Find the word "hand" below. Copy each line that has it.

= Beginning of Section =

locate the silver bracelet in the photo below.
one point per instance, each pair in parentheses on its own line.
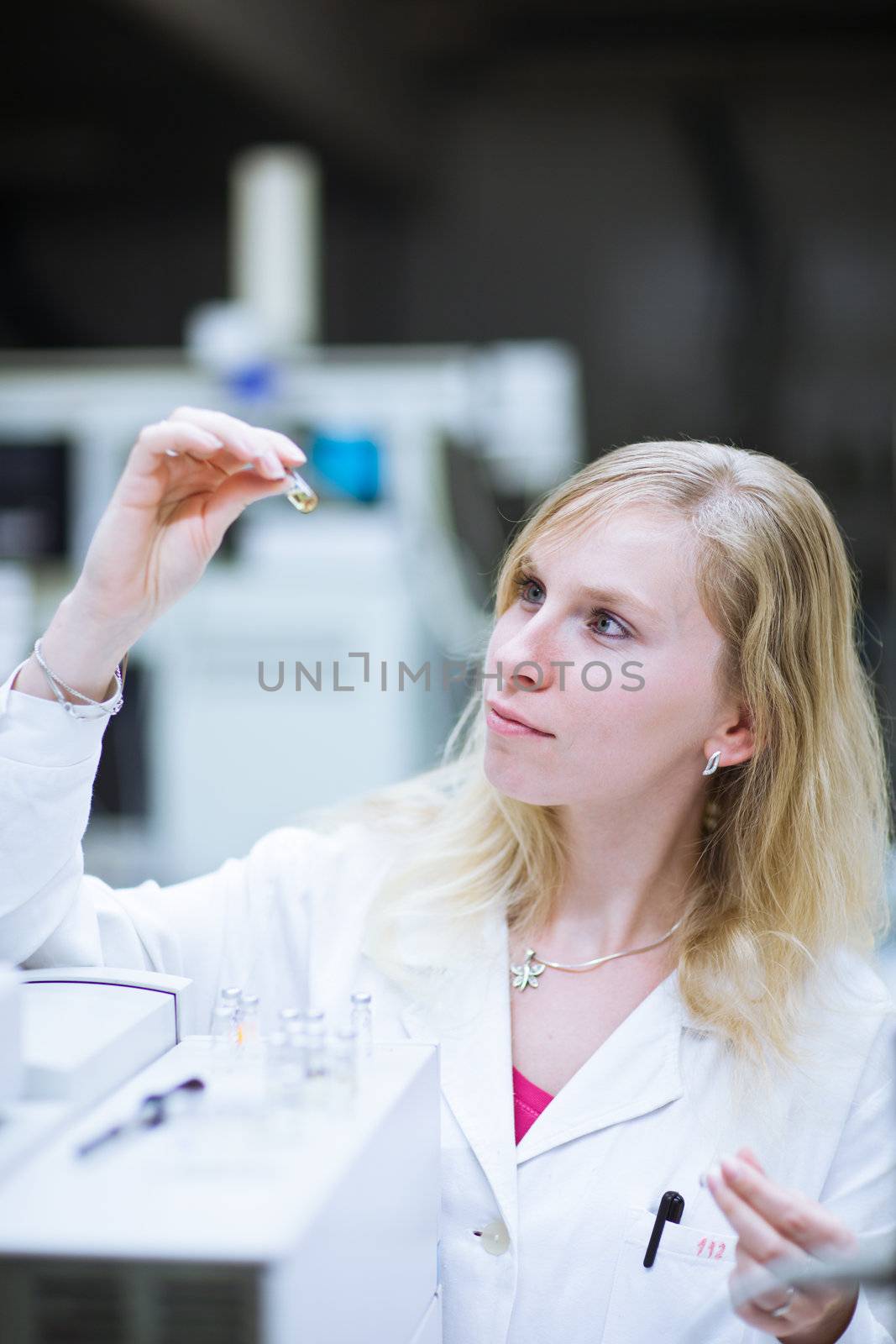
(74,710)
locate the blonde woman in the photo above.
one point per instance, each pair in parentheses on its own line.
(637,904)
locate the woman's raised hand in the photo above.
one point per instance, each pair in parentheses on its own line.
(186,480)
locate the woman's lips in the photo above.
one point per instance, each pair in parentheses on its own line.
(510,727)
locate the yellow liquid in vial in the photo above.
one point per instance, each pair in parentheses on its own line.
(302,497)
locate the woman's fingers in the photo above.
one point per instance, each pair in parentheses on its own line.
(255,441)
(231,497)
(768,1215)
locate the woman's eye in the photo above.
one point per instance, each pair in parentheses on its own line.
(605,616)
(524,585)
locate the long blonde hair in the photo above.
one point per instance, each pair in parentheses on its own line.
(793,858)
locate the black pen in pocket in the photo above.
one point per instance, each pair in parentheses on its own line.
(672,1206)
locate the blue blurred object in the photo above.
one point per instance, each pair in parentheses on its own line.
(348,461)
(253,382)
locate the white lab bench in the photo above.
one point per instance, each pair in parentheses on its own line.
(228,1222)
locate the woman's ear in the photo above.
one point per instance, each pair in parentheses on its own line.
(734,739)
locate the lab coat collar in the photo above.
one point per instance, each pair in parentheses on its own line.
(634,1072)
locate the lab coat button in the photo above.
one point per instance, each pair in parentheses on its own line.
(495,1238)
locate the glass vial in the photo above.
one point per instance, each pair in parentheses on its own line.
(362,1019)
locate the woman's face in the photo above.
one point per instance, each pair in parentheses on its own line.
(629,716)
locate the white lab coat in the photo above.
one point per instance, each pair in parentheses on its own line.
(578,1196)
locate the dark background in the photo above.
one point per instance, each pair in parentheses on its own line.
(698,197)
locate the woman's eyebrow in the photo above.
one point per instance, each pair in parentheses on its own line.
(618,597)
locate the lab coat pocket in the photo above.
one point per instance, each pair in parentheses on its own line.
(684,1294)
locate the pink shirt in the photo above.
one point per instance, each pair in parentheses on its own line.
(528,1102)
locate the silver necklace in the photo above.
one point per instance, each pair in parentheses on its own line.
(531,969)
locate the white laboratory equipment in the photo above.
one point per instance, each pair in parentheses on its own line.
(396,577)
(221,1222)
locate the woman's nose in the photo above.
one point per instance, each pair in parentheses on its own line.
(527,656)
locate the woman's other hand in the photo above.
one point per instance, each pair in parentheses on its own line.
(772,1222)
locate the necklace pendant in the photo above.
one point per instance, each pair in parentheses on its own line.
(528,972)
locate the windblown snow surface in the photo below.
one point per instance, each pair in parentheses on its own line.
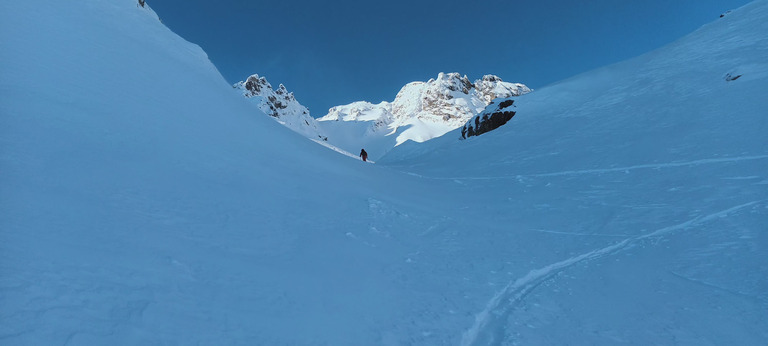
(142,202)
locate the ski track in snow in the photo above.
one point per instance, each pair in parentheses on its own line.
(610,170)
(490,319)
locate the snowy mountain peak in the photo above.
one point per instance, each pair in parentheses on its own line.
(280,104)
(277,103)
(421,111)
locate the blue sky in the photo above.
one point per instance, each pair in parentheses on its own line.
(335,52)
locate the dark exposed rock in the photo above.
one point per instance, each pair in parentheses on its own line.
(506,103)
(492,118)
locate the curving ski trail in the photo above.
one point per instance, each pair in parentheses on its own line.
(516,290)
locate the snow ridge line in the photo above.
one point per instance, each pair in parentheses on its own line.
(516,290)
(608,170)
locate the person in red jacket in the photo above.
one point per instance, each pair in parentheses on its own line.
(363,154)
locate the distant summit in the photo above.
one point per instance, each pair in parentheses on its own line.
(421,111)
(281,105)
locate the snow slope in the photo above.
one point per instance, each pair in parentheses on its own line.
(651,176)
(625,205)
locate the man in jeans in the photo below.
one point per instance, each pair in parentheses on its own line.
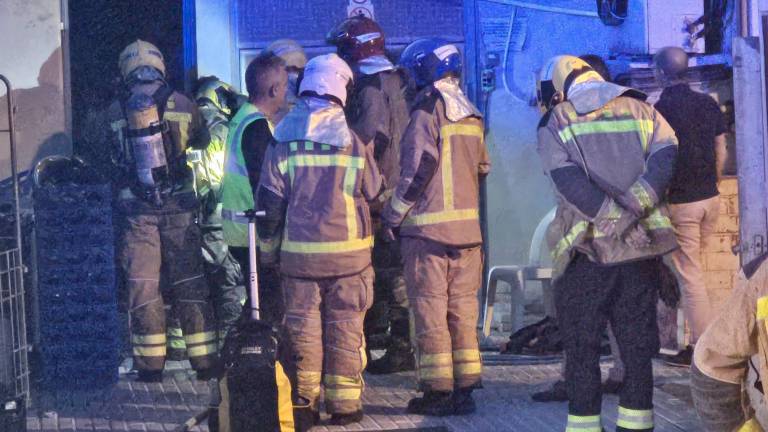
(693,195)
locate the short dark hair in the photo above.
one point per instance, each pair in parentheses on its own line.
(598,65)
(257,75)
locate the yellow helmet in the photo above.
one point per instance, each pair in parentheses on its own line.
(290,51)
(140,53)
(557,77)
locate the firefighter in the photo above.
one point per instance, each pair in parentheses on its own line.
(316,183)
(724,352)
(435,205)
(217,102)
(610,157)
(148,130)
(295,60)
(378,113)
(250,132)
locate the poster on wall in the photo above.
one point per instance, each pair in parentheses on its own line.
(360,7)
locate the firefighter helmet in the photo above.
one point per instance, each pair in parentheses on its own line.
(557,77)
(430,59)
(671,63)
(357,38)
(138,54)
(327,75)
(290,51)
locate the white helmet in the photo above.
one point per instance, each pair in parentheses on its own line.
(327,75)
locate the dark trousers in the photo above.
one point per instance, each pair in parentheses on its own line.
(588,296)
(270,293)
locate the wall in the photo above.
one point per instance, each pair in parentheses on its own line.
(32,59)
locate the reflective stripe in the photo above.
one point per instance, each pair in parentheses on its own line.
(338,394)
(583,424)
(201,350)
(566,242)
(196,338)
(327,247)
(473,368)
(149,351)
(153,339)
(608,126)
(441,217)
(350,175)
(635,419)
(750,426)
(762,308)
(466,355)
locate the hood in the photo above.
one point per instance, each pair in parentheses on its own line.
(457,105)
(317,120)
(593,95)
(373,65)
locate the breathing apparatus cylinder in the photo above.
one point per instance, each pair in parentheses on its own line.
(145,132)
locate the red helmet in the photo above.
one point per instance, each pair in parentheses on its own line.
(357,38)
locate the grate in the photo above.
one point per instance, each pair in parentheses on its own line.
(14,350)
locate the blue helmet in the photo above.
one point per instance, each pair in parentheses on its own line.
(430,59)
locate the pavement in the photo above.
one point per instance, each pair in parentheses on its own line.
(503,405)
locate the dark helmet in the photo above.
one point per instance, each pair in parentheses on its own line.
(357,38)
(430,59)
(671,62)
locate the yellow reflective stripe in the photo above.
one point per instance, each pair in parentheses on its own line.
(152,339)
(327,247)
(474,368)
(567,241)
(635,419)
(341,380)
(642,195)
(441,217)
(349,200)
(201,350)
(583,424)
(762,308)
(284,401)
(399,205)
(607,127)
(466,355)
(750,426)
(343,394)
(149,351)
(436,372)
(195,338)
(435,359)
(317,160)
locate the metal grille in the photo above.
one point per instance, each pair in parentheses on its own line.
(14,361)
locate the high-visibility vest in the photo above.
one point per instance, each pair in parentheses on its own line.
(236,191)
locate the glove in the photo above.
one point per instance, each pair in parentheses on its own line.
(637,238)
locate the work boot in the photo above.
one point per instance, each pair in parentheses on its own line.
(396,359)
(557,393)
(612,386)
(433,403)
(150,376)
(346,419)
(463,402)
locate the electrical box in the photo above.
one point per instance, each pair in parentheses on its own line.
(671,23)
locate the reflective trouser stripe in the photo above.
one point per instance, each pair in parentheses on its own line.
(583,424)
(635,419)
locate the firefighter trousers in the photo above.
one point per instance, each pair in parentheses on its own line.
(390,297)
(443,282)
(170,243)
(323,336)
(587,297)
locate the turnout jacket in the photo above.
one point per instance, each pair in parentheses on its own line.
(603,148)
(443,158)
(317,180)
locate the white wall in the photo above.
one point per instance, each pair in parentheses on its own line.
(32,59)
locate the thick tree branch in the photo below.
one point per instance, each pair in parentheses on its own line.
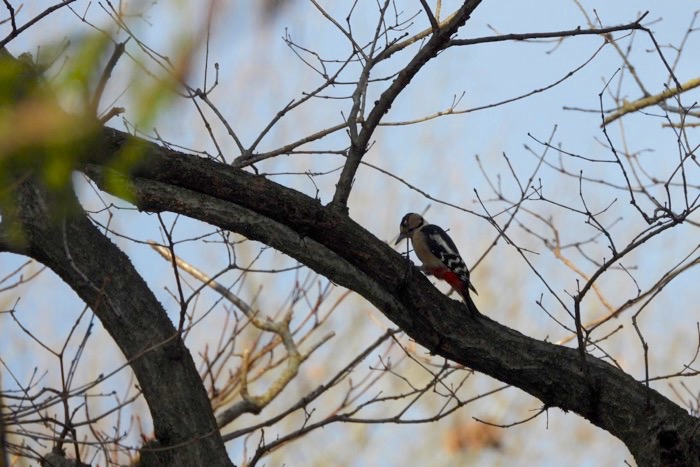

= End of Section =

## Answer box
locate the woman's raised hand in the photo above.
locate the woman's other hand in the photo above.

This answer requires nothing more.